* **Halaman**
- - - -

Kelangkaan bahan bakar elpiji pascabencana di Sumatera mengakibatkan rentetan dampak. Usaha rakyat mandek, perekonomian daerah terpukul, hingga ancaman kelaparan di mana-mana.
Di tengah hiruk-pikuk antrean pembelian elpiji 3 kilogram, seorang perempuan paruh baya datang menghampiri. Perempuan itu tampak lelah dan basah kuyup di tengah antrean massa. Ia rupanya telah berdiri di sana tujuh jam lamanya demi mendapatkan pasokan elpiji. Namun, hingga sore, elpiji tak kunjung datang.
Selama mengantre, perempuan bernama Khairani (65) tersebut sudah tiga kali diguyur hujan. Makan siang dan shalat pun terlewatkan karena ia khawatir antrean tabung gasnya bakal diserobot orang lain.
Raut wajahnya sudah tampak letih. Ada amarah yang terus ditahan. Antrean panjang itu bukan hanya melelahkan secara fisik tetapi juga menggoyahkan psikisnya. ”Tolonglah, Pak, tolonglah, kami butuh sekali elpiji,” ujar Khairani dengan suara lemah yang bergetar. Matanya memerah dan mulai berair.
Khairani merupakan warga Lambaro, Kabupaten Aceh Besar. Ia datang mengantre di kawasan Lampineung, Banda Aceh, Selasa (16/12/2025), karena mendengar akan datang pasokan elpiji. Hari itu, Khairani bersama ratusan warga ikut mengantre. Akibatnya, antrean pun mengular panjang.
Ia bercerita, stok elpiji di rumahnya telah habis hampir dua pekan lalu. Ia coba mencarinya, tetapi pasokan kosong di mana-mana.
Selama berburu stok elpiji, Khairani coba pula untuk memanfaatkan kayu bakar supaya dirinya dapat tetap memasak. Namun, kayu bakar tidak ada di sekitar tempat tinggalnya. Kayu bakar harus dicari jauh di kebun atau hutan. Harganya pun malah lebih mahal berlipat-lipat.

- - - -

* **Soal singkat**
Menurut halaman di atas, berapa lama Khairani berdiri mengantre untuk mendapatkan pasokan elpiji?

* **Informasi tersedia**

- - - -

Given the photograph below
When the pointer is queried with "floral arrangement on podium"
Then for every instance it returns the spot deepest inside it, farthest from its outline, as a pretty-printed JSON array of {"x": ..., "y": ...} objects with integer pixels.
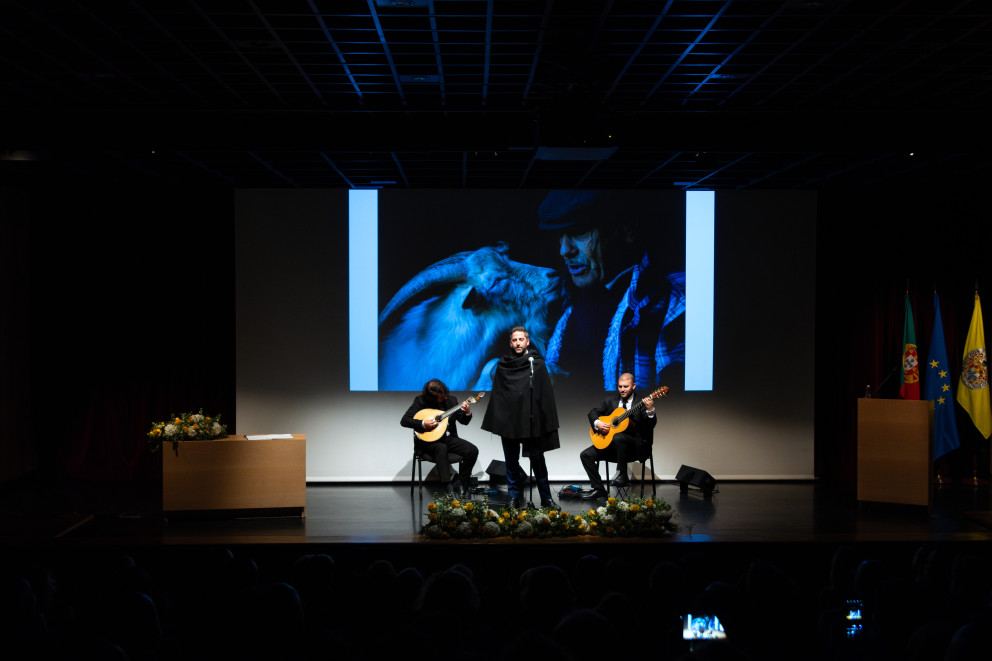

- - - -

* **Jawaban berikut**
Khairani telah berdiri mengantre selama tujuh jam.